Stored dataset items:
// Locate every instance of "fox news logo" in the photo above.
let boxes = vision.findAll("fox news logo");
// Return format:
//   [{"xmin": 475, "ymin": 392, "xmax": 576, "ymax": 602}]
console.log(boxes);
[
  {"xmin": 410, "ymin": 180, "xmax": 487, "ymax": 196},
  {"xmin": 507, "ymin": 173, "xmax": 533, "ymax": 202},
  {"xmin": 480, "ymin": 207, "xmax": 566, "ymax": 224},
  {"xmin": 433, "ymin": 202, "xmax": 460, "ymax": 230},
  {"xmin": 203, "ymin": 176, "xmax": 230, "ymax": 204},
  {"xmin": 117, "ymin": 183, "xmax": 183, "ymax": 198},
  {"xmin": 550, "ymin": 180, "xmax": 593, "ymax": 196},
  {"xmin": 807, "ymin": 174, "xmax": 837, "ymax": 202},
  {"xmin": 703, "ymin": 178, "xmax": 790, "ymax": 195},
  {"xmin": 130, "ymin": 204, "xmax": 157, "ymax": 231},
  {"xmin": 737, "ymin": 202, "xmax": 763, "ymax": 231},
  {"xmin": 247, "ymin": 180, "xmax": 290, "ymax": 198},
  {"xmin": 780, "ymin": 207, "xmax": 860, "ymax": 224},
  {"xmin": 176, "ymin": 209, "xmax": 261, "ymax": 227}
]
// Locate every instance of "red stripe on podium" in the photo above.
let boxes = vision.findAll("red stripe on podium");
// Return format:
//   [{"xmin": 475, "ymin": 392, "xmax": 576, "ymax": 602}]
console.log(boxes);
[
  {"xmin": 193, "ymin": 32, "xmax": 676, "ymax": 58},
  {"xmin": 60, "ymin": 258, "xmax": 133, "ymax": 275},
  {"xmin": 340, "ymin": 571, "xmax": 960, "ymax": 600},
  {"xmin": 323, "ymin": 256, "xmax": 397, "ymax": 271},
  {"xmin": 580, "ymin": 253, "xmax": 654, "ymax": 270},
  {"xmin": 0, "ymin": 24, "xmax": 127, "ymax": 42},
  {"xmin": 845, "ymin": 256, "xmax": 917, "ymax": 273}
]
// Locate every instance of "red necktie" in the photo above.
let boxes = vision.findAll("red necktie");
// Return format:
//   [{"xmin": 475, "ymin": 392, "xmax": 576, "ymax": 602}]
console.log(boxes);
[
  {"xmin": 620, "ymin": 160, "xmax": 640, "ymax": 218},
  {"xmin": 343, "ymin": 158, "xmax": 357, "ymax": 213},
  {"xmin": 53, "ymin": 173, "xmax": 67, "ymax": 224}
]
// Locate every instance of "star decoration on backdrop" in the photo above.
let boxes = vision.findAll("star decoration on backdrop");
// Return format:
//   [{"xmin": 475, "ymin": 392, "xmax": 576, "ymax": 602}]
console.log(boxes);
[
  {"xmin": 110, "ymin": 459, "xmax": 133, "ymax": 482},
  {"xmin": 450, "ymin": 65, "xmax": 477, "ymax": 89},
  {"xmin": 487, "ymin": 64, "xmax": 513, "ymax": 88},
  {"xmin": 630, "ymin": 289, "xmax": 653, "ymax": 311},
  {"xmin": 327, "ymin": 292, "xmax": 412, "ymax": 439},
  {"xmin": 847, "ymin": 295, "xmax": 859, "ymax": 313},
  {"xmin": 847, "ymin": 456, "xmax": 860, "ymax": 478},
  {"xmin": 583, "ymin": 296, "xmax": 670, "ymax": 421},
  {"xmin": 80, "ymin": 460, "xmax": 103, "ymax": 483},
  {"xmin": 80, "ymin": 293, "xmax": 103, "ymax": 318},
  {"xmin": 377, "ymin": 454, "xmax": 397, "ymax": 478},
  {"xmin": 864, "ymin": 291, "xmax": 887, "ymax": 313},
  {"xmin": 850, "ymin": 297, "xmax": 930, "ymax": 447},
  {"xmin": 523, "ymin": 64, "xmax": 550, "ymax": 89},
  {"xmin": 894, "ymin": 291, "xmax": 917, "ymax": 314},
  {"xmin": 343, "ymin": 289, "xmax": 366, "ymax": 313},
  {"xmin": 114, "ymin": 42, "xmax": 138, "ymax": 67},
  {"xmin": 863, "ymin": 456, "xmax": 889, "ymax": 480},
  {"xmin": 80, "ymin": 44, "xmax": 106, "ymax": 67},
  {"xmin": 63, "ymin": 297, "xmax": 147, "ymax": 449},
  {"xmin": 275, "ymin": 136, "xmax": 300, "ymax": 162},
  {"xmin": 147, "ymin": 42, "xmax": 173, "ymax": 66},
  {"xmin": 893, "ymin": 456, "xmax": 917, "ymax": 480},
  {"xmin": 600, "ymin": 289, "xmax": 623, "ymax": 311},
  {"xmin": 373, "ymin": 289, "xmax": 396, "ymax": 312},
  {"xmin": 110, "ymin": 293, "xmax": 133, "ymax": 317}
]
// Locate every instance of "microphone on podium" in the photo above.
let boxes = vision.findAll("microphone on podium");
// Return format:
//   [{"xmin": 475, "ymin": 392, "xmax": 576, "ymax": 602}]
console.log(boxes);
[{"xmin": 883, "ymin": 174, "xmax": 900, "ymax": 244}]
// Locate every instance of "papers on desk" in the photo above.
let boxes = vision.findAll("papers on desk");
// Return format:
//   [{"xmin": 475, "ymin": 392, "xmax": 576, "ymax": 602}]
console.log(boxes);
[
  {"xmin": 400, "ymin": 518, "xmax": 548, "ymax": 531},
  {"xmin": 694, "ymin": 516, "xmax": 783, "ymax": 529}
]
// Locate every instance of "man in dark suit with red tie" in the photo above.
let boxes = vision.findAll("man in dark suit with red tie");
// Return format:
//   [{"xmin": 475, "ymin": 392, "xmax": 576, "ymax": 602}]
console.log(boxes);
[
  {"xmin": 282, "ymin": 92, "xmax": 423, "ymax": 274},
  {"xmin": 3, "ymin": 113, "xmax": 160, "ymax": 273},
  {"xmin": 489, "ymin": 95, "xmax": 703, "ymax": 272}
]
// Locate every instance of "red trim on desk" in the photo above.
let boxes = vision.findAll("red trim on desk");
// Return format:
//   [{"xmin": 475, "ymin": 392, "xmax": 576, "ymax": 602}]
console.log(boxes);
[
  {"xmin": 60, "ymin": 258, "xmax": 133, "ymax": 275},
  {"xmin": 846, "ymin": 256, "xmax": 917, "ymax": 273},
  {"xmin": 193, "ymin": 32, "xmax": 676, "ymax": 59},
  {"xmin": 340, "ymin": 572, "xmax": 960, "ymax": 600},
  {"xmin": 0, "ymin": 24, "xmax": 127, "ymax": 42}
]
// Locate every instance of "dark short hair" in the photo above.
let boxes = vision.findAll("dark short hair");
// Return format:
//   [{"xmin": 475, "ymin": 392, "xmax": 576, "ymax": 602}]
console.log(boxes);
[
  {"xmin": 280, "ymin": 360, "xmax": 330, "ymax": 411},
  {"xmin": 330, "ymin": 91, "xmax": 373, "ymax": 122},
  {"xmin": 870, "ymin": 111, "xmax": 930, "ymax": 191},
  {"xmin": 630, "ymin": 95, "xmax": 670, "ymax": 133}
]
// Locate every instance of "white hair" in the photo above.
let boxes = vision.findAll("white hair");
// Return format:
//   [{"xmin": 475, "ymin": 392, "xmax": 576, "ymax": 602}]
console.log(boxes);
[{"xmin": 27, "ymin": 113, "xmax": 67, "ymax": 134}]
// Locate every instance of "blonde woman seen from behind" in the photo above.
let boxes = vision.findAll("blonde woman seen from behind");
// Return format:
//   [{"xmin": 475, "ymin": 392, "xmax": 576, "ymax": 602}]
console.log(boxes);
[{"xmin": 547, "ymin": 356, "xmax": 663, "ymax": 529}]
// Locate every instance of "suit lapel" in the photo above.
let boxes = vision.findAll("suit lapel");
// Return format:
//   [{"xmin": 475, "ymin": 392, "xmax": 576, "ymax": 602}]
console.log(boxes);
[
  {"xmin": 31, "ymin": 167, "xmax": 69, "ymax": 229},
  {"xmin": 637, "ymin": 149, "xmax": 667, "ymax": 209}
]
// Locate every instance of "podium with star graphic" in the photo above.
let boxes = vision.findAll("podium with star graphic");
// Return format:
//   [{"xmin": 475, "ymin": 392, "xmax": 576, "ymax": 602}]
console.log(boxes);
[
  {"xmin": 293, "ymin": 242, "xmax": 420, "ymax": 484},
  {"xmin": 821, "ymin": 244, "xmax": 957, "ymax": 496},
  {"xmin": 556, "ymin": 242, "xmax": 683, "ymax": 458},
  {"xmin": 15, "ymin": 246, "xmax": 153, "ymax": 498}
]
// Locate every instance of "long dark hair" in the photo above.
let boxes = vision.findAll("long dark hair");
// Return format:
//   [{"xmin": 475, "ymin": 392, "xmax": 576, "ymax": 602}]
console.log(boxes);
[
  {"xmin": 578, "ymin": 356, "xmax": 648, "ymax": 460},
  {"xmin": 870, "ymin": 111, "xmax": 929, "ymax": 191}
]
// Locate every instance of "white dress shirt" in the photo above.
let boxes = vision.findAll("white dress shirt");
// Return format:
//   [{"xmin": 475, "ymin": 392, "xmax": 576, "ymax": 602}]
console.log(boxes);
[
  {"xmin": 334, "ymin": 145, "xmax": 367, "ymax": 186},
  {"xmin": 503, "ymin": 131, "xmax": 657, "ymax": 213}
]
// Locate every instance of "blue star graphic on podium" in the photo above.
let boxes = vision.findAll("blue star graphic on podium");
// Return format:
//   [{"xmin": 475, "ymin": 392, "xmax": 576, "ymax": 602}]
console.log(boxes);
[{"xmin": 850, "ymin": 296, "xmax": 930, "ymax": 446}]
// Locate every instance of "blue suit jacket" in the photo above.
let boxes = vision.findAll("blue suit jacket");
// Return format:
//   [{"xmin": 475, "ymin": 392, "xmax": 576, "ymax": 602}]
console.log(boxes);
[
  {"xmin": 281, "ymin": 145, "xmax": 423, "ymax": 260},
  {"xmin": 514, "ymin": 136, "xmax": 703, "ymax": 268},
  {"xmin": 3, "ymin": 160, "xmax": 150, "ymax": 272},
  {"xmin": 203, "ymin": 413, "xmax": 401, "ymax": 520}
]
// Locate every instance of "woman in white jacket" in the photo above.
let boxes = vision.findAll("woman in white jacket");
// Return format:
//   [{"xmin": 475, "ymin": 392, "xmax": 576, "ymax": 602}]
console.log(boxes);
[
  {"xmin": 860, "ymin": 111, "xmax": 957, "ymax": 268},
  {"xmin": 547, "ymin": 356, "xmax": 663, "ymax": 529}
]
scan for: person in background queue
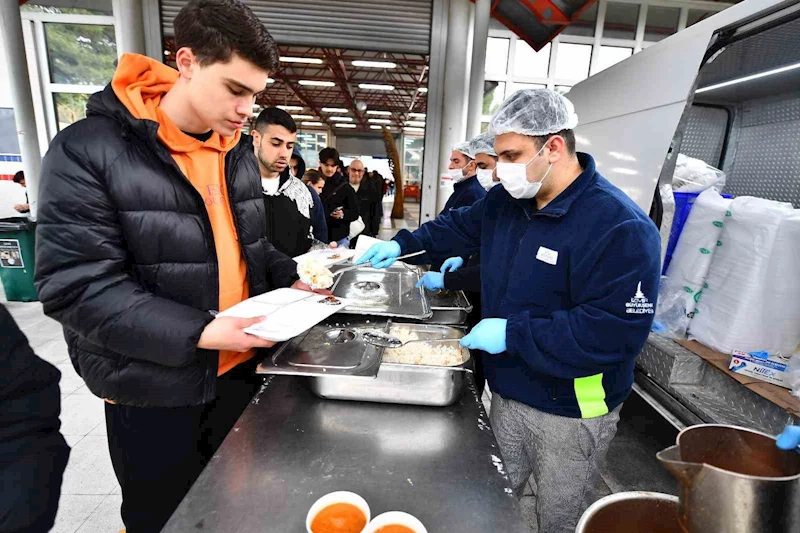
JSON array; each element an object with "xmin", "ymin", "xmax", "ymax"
[
  {"xmin": 347, "ymin": 159, "xmax": 382, "ymax": 245},
  {"xmin": 35, "ymin": 0, "xmax": 322, "ymax": 533},
  {"xmin": 252, "ymin": 107, "xmax": 327, "ymax": 257},
  {"xmin": 319, "ymin": 147, "xmax": 358, "ymax": 248},
  {"xmin": 417, "ymin": 132, "xmax": 497, "ymax": 395},
  {"xmin": 14, "ymin": 170, "xmax": 31, "ymax": 213},
  {"xmin": 0, "ymin": 305, "xmax": 70, "ymax": 533},
  {"xmin": 359, "ymin": 89, "xmax": 661, "ymax": 533}
]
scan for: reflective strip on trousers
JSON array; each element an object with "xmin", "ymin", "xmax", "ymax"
[{"xmin": 575, "ymin": 374, "xmax": 608, "ymax": 418}]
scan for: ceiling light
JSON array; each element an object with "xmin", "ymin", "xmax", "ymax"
[
  {"xmin": 281, "ymin": 57, "xmax": 322, "ymax": 65},
  {"xmin": 358, "ymin": 83, "xmax": 394, "ymax": 91},
  {"xmin": 351, "ymin": 59, "xmax": 397, "ymax": 68},
  {"xmin": 695, "ymin": 63, "xmax": 800, "ymax": 94},
  {"xmin": 297, "ymin": 80, "xmax": 336, "ymax": 87}
]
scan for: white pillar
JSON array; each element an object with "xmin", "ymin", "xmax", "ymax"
[
  {"xmin": 112, "ymin": 0, "xmax": 147, "ymax": 59},
  {"xmin": 437, "ymin": 0, "xmax": 471, "ymax": 212},
  {"xmin": 0, "ymin": 1, "xmax": 42, "ymax": 220},
  {"xmin": 467, "ymin": 0, "xmax": 492, "ymax": 139}
]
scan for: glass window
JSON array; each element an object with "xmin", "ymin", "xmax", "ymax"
[
  {"xmin": 20, "ymin": 0, "xmax": 114, "ymax": 15},
  {"xmin": 44, "ymin": 24, "xmax": 117, "ymax": 85},
  {"xmin": 594, "ymin": 46, "xmax": 633, "ymax": 74},
  {"xmin": 562, "ymin": 2, "xmax": 599, "ymax": 37},
  {"xmin": 514, "ymin": 39, "xmax": 550, "ymax": 78},
  {"xmin": 483, "ymin": 81, "xmax": 506, "ymax": 115},
  {"xmin": 53, "ymin": 93, "xmax": 91, "ymax": 131},
  {"xmin": 555, "ymin": 43, "xmax": 592, "ymax": 81},
  {"xmin": 603, "ymin": 2, "xmax": 639, "ymax": 41},
  {"xmin": 508, "ymin": 83, "xmax": 547, "ymax": 96},
  {"xmin": 686, "ymin": 9, "xmax": 719, "ymax": 28},
  {"xmin": 486, "ymin": 37, "xmax": 509, "ymax": 74},
  {"xmin": 644, "ymin": 6, "xmax": 681, "ymax": 41}
]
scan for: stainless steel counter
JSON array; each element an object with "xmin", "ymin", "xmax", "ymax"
[{"xmin": 163, "ymin": 376, "xmax": 529, "ymax": 533}]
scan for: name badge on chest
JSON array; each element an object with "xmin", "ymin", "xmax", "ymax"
[{"xmin": 536, "ymin": 246, "xmax": 558, "ymax": 265}]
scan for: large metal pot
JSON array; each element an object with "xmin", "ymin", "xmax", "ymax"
[
  {"xmin": 575, "ymin": 492, "xmax": 681, "ymax": 533},
  {"xmin": 656, "ymin": 424, "xmax": 800, "ymax": 533}
]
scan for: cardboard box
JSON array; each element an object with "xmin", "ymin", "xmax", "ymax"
[{"xmin": 728, "ymin": 351, "xmax": 792, "ymax": 389}]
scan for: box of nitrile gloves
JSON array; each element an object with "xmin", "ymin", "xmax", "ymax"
[{"xmin": 728, "ymin": 351, "xmax": 792, "ymax": 389}]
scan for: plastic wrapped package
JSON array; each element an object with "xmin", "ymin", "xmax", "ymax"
[
  {"xmin": 658, "ymin": 183, "xmax": 675, "ymax": 265},
  {"xmin": 672, "ymin": 154, "xmax": 725, "ymax": 192},
  {"xmin": 689, "ymin": 197, "xmax": 800, "ymax": 355}
]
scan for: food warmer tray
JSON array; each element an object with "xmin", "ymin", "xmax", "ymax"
[
  {"xmin": 310, "ymin": 323, "xmax": 470, "ymax": 407},
  {"xmin": 331, "ymin": 263, "xmax": 433, "ymax": 320}
]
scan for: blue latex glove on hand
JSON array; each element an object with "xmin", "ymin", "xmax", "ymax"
[
  {"xmin": 461, "ymin": 318, "xmax": 508, "ymax": 355},
  {"xmin": 777, "ymin": 426, "xmax": 800, "ymax": 452},
  {"xmin": 417, "ymin": 272, "xmax": 444, "ymax": 291},
  {"xmin": 439, "ymin": 257, "xmax": 464, "ymax": 274},
  {"xmin": 356, "ymin": 241, "xmax": 400, "ymax": 268}
]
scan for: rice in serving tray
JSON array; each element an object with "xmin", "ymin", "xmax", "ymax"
[{"xmin": 383, "ymin": 328, "xmax": 464, "ymax": 366}]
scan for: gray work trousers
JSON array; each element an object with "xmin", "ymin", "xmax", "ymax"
[{"xmin": 489, "ymin": 394, "xmax": 622, "ymax": 533}]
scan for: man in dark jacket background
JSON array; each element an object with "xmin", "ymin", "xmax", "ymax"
[
  {"xmin": 319, "ymin": 147, "xmax": 359, "ymax": 246},
  {"xmin": 36, "ymin": 0, "xmax": 318, "ymax": 533},
  {"xmin": 0, "ymin": 305, "xmax": 70, "ymax": 533}
]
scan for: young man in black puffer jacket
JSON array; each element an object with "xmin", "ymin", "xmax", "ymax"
[{"xmin": 36, "ymin": 0, "xmax": 322, "ymax": 533}]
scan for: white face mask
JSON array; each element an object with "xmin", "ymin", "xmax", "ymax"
[
  {"xmin": 478, "ymin": 168, "xmax": 500, "ymax": 191},
  {"xmin": 496, "ymin": 142, "xmax": 553, "ymax": 200},
  {"xmin": 447, "ymin": 168, "xmax": 467, "ymax": 183}
]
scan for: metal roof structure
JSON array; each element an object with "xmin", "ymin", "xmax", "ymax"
[{"xmin": 164, "ymin": 37, "xmax": 428, "ymax": 133}]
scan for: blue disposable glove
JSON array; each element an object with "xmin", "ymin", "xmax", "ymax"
[
  {"xmin": 777, "ymin": 426, "xmax": 800, "ymax": 451},
  {"xmin": 417, "ymin": 272, "xmax": 444, "ymax": 291},
  {"xmin": 439, "ymin": 257, "xmax": 464, "ymax": 273},
  {"xmin": 356, "ymin": 241, "xmax": 400, "ymax": 268},
  {"xmin": 461, "ymin": 318, "xmax": 508, "ymax": 355}
]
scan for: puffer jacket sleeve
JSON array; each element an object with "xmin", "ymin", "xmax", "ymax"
[{"xmin": 35, "ymin": 134, "xmax": 212, "ymax": 367}]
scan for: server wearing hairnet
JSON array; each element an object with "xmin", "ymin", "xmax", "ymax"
[
  {"xmin": 442, "ymin": 141, "xmax": 486, "ymax": 213},
  {"xmin": 361, "ymin": 89, "xmax": 660, "ymax": 533}
]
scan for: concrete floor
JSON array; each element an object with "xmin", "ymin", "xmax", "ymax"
[{"xmin": 0, "ymin": 199, "xmax": 677, "ymax": 533}]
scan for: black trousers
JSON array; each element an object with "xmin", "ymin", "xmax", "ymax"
[{"xmin": 106, "ymin": 359, "xmax": 262, "ymax": 533}]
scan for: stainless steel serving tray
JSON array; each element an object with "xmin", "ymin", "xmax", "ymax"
[
  {"xmin": 310, "ymin": 323, "xmax": 470, "ymax": 407},
  {"xmin": 256, "ymin": 315, "xmax": 387, "ymax": 378},
  {"xmin": 331, "ymin": 263, "xmax": 433, "ymax": 320}
]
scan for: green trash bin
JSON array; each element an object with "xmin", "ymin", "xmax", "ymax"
[{"xmin": 0, "ymin": 218, "xmax": 38, "ymax": 302}]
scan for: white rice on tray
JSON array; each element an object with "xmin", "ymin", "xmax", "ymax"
[{"xmin": 383, "ymin": 328, "xmax": 464, "ymax": 366}]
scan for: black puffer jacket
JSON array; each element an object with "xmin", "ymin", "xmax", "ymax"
[{"xmin": 36, "ymin": 86, "xmax": 297, "ymax": 407}]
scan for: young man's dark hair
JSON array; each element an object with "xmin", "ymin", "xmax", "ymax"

### STATED TASK:
Copy the rows from the line containing "scan for: black puffer jacket" through the end of the rows, replacing "puffer jacket" with "down coat" and changing nothing else.

### EXERCISE RESULT:
scan for: black down coat
JSON array; each element an object with "xmin", "ymin", "xmax", "ymax"
[{"xmin": 36, "ymin": 86, "xmax": 297, "ymax": 407}]
scan for: young man's dark hair
JSON array; each element an object with "xmin", "ymin", "xmax", "ymax"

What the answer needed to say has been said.